GIVEN REQUEST
Reproduce the records from the first line through the line containing "pixel 18 99", renaming "per_instance" to "each_instance" and leaving everything else unchanged.

(Data entries)
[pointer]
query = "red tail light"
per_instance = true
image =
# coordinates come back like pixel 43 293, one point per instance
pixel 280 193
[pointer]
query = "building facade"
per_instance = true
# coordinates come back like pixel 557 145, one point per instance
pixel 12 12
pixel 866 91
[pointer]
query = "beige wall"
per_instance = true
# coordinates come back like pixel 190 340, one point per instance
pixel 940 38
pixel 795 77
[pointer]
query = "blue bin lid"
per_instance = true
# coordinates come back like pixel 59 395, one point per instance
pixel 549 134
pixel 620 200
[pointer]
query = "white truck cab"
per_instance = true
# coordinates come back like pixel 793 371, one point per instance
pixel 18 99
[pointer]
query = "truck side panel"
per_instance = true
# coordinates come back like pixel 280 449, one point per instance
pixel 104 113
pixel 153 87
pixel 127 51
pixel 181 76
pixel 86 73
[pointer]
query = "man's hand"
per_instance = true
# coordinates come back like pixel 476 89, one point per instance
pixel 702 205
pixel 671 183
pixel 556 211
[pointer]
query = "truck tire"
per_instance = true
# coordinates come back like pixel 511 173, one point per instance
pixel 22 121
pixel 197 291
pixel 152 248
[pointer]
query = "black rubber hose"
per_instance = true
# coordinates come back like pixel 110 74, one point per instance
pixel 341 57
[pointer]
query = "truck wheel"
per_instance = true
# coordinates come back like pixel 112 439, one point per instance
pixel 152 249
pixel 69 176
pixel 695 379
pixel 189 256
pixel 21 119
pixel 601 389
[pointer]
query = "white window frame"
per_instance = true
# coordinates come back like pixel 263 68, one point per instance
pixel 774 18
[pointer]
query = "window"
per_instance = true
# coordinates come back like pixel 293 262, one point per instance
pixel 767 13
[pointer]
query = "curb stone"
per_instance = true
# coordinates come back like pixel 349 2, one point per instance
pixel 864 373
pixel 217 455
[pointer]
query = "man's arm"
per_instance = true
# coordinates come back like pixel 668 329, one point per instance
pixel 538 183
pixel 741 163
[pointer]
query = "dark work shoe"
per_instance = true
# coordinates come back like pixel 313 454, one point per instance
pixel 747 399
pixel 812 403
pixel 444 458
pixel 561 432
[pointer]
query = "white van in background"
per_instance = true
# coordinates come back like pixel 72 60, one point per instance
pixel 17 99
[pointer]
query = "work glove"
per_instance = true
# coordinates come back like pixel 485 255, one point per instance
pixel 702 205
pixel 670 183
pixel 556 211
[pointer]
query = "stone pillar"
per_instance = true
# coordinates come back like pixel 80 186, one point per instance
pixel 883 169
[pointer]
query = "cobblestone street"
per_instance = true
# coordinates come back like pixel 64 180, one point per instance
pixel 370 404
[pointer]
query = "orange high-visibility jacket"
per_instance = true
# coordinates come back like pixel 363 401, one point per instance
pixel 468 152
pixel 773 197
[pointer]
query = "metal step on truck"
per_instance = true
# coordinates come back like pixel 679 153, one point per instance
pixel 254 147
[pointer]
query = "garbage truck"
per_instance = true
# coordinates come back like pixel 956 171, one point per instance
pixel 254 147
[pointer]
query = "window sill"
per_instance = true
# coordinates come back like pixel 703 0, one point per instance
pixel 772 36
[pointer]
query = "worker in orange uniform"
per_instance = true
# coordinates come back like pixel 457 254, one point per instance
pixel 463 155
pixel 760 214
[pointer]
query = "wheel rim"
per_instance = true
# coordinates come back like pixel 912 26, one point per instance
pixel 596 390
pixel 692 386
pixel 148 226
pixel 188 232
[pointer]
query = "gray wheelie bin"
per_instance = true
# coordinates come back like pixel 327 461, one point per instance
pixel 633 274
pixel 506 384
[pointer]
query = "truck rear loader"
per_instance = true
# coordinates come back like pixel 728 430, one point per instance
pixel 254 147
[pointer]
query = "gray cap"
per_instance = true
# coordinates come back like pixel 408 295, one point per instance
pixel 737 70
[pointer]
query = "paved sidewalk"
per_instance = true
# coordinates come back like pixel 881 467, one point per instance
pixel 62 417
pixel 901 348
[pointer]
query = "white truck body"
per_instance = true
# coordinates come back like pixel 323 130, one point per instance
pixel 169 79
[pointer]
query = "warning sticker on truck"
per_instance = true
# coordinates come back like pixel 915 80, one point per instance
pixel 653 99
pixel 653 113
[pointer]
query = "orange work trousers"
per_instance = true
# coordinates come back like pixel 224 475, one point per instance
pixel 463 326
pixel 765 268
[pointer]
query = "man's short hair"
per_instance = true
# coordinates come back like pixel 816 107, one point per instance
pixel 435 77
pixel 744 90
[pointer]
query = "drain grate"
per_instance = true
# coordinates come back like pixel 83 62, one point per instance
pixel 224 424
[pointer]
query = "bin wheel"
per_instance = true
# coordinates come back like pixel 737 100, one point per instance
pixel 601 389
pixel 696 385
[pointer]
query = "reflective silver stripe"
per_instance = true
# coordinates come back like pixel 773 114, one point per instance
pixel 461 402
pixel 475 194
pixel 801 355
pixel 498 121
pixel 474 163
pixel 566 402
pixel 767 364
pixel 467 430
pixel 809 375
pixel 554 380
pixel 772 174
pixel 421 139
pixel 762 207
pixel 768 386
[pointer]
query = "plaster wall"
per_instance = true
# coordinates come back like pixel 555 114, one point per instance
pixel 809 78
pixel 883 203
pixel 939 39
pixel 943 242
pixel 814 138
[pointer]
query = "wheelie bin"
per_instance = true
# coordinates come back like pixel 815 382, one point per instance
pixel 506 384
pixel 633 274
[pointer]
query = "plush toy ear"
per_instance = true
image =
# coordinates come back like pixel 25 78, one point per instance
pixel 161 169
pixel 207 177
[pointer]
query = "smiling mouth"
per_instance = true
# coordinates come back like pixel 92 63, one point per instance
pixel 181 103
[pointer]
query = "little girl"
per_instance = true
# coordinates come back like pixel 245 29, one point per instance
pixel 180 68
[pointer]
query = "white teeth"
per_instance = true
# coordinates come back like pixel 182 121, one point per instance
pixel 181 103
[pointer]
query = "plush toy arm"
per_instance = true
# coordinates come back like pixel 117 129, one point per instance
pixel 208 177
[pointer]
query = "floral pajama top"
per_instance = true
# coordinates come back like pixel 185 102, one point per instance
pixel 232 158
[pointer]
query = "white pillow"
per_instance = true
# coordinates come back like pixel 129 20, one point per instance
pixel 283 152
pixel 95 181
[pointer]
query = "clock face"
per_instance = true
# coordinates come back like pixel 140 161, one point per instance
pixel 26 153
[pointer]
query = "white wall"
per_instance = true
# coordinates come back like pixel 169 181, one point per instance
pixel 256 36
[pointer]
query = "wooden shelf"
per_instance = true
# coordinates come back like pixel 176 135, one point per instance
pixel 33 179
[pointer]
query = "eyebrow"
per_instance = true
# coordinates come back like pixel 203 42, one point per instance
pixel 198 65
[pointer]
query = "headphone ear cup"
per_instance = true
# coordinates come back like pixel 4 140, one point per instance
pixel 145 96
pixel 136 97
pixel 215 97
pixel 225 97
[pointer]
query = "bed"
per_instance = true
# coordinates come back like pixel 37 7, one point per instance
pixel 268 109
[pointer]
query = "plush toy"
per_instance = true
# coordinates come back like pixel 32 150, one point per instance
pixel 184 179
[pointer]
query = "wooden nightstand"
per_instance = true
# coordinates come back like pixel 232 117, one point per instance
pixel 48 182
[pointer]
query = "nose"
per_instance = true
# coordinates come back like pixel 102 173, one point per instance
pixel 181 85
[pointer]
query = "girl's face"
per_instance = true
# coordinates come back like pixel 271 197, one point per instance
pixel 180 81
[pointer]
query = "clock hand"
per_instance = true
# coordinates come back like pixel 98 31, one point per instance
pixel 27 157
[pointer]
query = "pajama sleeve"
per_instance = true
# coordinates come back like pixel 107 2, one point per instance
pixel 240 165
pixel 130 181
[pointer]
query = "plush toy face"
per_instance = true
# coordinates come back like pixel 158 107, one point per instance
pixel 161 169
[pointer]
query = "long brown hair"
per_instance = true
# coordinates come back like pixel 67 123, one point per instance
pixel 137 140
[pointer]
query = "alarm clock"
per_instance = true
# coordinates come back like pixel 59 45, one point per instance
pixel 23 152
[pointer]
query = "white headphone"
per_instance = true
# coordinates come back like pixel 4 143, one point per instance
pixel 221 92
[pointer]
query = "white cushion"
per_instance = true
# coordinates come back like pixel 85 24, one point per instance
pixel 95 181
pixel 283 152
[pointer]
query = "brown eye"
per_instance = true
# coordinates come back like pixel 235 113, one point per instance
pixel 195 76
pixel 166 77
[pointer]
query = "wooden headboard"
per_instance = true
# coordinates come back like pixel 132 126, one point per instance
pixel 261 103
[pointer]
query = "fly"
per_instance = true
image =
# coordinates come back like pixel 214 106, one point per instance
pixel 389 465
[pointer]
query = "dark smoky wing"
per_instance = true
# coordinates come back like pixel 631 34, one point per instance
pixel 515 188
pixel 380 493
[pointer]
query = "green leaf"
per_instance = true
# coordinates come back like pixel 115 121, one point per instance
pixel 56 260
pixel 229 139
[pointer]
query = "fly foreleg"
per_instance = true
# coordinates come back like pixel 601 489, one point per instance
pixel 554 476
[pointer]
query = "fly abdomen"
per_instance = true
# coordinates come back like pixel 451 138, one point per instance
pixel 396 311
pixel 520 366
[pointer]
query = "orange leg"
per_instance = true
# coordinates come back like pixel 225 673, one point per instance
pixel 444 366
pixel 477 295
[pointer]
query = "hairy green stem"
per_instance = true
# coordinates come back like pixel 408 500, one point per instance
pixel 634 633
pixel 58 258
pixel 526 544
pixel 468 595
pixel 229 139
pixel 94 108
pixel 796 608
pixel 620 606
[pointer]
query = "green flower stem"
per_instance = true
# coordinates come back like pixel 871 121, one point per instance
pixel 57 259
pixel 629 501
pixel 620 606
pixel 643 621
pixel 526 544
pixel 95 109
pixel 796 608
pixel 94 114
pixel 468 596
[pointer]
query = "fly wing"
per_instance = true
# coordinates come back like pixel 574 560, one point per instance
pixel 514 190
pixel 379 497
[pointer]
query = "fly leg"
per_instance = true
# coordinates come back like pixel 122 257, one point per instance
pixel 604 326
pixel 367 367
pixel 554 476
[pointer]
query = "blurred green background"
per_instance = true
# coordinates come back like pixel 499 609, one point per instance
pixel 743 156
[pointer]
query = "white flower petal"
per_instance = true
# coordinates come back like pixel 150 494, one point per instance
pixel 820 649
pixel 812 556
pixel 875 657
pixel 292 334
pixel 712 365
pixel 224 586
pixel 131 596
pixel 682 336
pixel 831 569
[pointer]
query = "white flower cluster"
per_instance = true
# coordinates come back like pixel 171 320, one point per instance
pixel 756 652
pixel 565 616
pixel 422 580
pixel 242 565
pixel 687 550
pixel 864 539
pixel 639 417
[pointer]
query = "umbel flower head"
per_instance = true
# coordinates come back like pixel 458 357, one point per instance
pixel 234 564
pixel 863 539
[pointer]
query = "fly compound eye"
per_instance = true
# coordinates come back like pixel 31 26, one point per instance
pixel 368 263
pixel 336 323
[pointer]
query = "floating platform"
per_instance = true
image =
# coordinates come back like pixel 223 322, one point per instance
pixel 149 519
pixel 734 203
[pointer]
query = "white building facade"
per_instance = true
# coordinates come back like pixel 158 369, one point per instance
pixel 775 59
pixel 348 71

ANSWER TO THIS TASK
[pointer]
query = "red tail light"
each_instance = true
image =
# coordinates come back like pixel 43 293, one point per instance
pixel 280 193
[pointer]
query = "building facade"
each_instance = true
# coordinates come back like pixel 557 145, one point per instance
pixel 12 12
pixel 866 91
[pointer]
query = "beige wall"
each_instance = true
# coordinates come back like pixel 190 340, one point per instance
pixel 940 38
pixel 795 77
[pointer]
query = "blue bin lid"
each_instance = true
# coordinates come back like pixel 59 395, one point per instance
pixel 549 134
pixel 620 200
[pointer]
query = "white truck cab"
each_instance = true
# coordinates come back like pixel 793 371, one point per instance
pixel 18 99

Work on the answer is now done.